* **EXERCISE INSTRUCTIONS**:
Write out exactly the lines from the one containing "Where can you see the ceiling in" through the last line of the records below, including both.
_ _ _ _ _
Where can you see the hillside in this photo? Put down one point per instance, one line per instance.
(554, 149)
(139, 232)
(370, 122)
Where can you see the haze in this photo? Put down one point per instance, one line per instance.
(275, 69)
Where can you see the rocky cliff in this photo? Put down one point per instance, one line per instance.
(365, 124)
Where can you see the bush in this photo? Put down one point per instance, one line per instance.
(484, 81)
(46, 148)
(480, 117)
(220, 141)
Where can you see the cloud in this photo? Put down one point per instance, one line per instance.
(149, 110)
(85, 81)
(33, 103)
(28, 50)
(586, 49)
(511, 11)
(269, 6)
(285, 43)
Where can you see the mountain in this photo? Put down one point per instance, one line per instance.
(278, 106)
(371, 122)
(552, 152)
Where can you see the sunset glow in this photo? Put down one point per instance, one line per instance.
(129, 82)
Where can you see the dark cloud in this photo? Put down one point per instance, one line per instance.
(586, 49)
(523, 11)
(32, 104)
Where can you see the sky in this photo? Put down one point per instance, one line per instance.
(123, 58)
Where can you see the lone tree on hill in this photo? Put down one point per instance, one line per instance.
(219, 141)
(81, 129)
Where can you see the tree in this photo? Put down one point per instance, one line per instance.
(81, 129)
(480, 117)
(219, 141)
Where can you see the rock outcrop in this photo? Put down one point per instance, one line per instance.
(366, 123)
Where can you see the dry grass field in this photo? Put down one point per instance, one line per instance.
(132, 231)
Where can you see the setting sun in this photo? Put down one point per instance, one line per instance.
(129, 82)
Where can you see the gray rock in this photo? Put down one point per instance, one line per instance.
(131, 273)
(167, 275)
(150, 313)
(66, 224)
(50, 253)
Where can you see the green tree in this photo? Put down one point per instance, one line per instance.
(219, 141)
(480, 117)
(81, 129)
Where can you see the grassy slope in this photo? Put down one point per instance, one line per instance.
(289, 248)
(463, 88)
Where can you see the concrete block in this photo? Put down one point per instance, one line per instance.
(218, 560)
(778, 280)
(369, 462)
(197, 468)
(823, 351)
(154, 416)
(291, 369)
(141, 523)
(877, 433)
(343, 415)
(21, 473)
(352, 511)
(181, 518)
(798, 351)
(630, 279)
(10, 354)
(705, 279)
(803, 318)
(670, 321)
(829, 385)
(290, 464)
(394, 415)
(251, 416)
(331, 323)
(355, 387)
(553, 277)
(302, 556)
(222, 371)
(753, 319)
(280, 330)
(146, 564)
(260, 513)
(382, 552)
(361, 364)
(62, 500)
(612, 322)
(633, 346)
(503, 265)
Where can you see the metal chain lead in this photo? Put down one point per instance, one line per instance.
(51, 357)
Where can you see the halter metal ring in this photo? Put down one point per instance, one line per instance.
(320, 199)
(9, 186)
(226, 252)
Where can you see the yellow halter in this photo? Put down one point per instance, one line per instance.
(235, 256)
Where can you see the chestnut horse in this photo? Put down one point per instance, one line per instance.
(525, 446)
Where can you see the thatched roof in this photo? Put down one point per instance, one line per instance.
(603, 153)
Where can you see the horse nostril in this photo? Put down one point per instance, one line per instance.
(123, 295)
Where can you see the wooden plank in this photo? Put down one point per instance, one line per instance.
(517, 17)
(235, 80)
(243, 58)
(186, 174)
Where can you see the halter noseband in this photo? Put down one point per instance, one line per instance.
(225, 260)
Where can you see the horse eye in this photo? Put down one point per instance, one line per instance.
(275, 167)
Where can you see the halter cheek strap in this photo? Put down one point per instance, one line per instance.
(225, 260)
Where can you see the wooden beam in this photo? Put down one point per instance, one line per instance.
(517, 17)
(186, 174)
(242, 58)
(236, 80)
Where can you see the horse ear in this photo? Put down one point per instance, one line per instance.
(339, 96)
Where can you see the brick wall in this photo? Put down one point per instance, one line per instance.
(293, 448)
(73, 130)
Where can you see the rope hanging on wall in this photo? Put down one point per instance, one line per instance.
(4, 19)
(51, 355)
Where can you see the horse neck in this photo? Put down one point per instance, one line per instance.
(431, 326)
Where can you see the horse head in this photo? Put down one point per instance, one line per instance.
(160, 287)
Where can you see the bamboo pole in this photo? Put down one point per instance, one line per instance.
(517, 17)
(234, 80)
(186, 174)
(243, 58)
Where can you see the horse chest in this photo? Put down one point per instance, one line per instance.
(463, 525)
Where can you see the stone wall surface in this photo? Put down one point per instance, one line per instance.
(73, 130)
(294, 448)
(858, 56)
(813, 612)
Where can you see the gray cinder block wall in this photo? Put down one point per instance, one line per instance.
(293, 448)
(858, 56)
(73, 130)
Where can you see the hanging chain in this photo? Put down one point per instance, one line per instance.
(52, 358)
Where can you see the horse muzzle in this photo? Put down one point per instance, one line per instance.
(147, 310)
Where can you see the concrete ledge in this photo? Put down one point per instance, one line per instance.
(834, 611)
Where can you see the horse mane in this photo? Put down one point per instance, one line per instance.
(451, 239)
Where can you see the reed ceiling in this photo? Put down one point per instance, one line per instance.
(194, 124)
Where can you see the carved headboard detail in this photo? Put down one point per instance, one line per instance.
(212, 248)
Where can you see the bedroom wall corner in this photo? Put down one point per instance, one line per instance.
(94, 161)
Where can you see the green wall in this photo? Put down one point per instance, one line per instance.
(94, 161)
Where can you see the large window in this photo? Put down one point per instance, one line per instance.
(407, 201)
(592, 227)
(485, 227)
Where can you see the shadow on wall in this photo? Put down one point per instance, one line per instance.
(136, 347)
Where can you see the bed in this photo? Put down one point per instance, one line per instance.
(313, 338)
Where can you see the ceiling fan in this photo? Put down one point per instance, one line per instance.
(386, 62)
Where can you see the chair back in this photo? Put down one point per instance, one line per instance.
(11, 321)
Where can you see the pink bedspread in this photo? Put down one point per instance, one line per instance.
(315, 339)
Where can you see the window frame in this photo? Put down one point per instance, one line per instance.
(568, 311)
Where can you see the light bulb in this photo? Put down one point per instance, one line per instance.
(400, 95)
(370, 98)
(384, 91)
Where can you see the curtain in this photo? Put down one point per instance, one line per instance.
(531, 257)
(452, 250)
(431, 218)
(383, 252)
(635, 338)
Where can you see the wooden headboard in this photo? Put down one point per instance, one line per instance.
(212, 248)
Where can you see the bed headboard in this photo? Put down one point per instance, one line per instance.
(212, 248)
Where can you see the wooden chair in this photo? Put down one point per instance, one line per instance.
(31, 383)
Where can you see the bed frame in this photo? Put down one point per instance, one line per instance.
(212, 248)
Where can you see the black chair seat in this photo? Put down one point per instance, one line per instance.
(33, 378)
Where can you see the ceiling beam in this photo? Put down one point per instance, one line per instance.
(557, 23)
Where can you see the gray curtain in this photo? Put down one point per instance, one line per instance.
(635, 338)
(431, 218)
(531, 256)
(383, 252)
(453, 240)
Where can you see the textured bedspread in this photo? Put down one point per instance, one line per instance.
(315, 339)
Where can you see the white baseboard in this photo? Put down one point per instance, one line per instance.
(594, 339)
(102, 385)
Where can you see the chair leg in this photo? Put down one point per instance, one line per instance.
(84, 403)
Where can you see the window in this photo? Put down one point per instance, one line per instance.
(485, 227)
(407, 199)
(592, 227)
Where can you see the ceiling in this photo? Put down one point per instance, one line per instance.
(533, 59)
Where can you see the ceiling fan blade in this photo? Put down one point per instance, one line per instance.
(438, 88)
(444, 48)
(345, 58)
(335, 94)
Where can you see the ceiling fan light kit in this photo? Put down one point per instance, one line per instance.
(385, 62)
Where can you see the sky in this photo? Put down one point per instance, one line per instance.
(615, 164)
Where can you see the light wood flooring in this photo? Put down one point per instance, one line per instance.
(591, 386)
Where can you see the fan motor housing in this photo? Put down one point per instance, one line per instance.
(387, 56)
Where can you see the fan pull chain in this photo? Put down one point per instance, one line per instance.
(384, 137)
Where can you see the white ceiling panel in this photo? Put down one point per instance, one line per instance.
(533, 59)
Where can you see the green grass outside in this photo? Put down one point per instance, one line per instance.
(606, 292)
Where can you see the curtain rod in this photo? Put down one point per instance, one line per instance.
_ _ _ _ _
* **SOLUTION FOR THIS EXERCISE**:
Where can you see the ceiling in this photo? Put down one point per instance, one line per instance.
(533, 59)
Where can you see the ceiling fan blade in this photo? Put down one point per instance, one line per instance.
(438, 88)
(444, 48)
(345, 58)
(335, 94)
Where can you see the ceiling fan light kit in this photo? Put down one point per instance, one line per instance.
(385, 62)
Where can you see the sky in this photo? Put down one point per instance, one line per instance.
(615, 164)
Where can you see the light wood flooring in this photo? Put down one point per instance, one line per instance.
(591, 386)
Where can you see the fan motor housing in this photo? Put down one point per instance, one line per instance.
(387, 56)
Where can you see the fan pull chain in this photo? Put down one point per instance, one line per instance.
(384, 137)
Where can you see the white ceiling panel in this photo? Put down one point per instance, one line per instance.
(533, 59)
Where can you see the green grass outside in this photo? Put down one point per instance, one line per instance.
(606, 292)
Where can you see the curtain rod in this photo? Put down one point per instance, one line per instance.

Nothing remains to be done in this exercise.